§ **ページ抜粋**:
*-*-*
福島が好き(4)

11/2〜3は、はす向かいの家のご主人Sさんと福島遠征。
「第6回湯のまち飯坂・茂庭っ湖マラソン」に参戦。

Sさんは、大会に何度か出たことはあるものの、
60歳にしてフルマラソン初チャレンジ。
そのスピリッツに拍手です。

前日は、飯坂温泉泊。
レース当日の朝食を早くとらなければいけないこともあって
素泊まりプランにしたので、夕食は街へ。
駅前のおそば屋さんでカーボローディングの仕上げ。
まだ6時だというのに暖簾をしまいこむおばちゃんに、
ずいぶん早い店じまいですね、とたずねると
「前は夜中の1時ころまでやっていたけど、震災以降はね・・・」と。
正確には原発事故以降ということなんだろう。
「それにもう歳だし。あっ今日は、楽天の応援しなくちゃいけないしね」
日本シリーズの話のときだけおばちゃんの声が明るくなる。
応援しているのは、ジャイアンツだけど、
今年はイーグルスに勝たせてあげてもいいかな、
なんて考えてしまう。
ぼくら明日のマラソンに出るんです、というと
明日はたぶんいい天気だよ、ダムの周りは平坦だし、
紅葉も綺麗だからきっと楽しく走れるよ、といいながら、
自宅の庭で今朝とれたというリンゴをむいてくれて、
これで、最後の100mくらい走れるよ、と笑う。
*-*-*
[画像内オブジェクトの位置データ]
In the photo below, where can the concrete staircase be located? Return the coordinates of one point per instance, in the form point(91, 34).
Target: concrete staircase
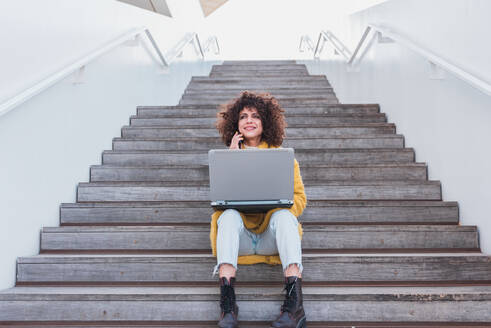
point(381, 248)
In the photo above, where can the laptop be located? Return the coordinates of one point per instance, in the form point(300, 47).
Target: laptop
point(251, 180)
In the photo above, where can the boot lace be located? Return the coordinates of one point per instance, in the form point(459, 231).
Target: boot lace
point(290, 297)
point(227, 299)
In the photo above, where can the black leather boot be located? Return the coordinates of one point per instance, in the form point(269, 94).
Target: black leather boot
point(292, 313)
point(230, 310)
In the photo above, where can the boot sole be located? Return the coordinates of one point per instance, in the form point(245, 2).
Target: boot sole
point(302, 323)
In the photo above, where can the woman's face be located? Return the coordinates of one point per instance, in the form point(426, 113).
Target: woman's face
point(250, 124)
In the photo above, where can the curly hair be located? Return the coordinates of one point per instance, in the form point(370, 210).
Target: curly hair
point(270, 112)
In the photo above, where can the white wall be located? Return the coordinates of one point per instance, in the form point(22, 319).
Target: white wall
point(446, 121)
point(48, 143)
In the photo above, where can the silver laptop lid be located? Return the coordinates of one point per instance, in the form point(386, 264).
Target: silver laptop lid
point(251, 174)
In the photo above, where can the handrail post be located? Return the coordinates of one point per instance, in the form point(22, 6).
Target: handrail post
point(159, 53)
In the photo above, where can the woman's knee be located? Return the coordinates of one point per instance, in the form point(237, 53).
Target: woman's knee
point(230, 218)
point(283, 218)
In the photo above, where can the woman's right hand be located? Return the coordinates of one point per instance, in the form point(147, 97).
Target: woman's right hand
point(234, 144)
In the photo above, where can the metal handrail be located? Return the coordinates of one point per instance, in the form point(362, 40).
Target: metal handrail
point(385, 34)
point(212, 40)
point(79, 64)
point(305, 39)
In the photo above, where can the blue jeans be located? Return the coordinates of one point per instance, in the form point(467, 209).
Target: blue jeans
point(280, 237)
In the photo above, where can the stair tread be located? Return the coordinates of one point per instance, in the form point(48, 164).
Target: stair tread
point(307, 228)
point(371, 203)
point(311, 184)
point(327, 292)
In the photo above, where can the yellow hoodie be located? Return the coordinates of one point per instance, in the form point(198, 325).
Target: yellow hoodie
point(258, 222)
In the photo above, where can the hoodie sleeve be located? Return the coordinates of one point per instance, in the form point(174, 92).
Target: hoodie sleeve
point(299, 198)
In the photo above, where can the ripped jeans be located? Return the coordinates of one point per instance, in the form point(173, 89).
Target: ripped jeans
point(280, 237)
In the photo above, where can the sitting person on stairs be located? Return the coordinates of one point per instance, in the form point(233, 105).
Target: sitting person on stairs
point(256, 120)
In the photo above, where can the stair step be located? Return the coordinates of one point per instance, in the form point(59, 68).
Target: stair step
point(277, 92)
point(258, 68)
point(266, 73)
point(259, 62)
point(198, 110)
point(298, 130)
point(314, 156)
point(280, 80)
point(414, 171)
point(164, 305)
point(317, 212)
point(367, 270)
point(192, 119)
point(225, 96)
point(319, 190)
point(284, 102)
point(317, 238)
point(365, 141)
point(238, 86)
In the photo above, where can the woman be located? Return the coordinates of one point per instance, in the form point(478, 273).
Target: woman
point(257, 121)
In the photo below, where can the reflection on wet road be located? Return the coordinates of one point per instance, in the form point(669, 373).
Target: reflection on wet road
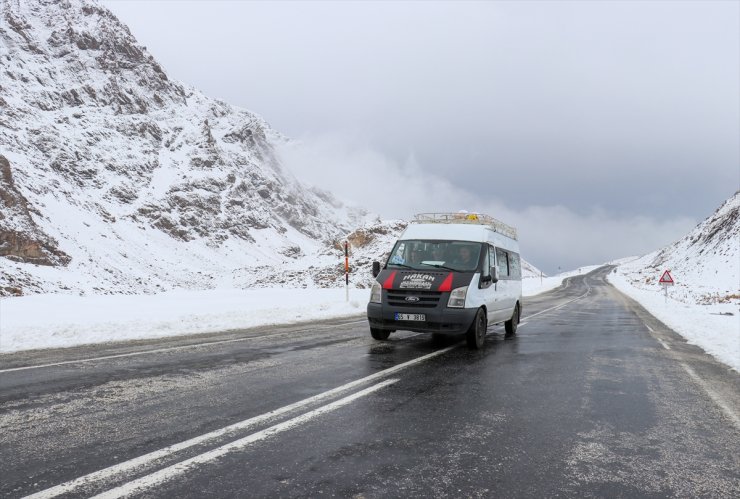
point(586, 400)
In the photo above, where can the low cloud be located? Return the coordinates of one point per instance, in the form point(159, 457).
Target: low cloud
point(552, 237)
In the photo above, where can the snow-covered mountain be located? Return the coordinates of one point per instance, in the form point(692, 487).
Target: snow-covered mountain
point(705, 264)
point(115, 178)
point(371, 242)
*-*-*
§ **課題**: ページ抜粋のうち、「正確には原発事故以降ということなんだろう。」から始まり「これで、最後の100mくらい走れるよ、と笑う。」で終わる部分を一字一句そのまま書き写せ。 この資料は別の出典から取ったものだ。

§ **解答済み課題**:
正確には原発事故以降ということなんだろう。
「それにもう歳だし。あっ今日は、楽天の応援しなくちゃいけないしね」
日本シリーズの話のときだけおばちゃんの声が明るくなる。
応援しているのは、ジャイアンツだけど、
今年はイーグルスに勝たせてあげてもいいかな、
なんて考えてしまう。
ぼくら明日のマラソンに出るんです、というと
明日はたぶんいい天気だよ、ダムの周りは平坦だし、
紅葉も綺麗だからきっと楽しく走れるよ、といいながら、
自宅の庭で今朝とれたというリンゴをむいてくれて、
これで、最後の100mくらい走れるよ、と笑う。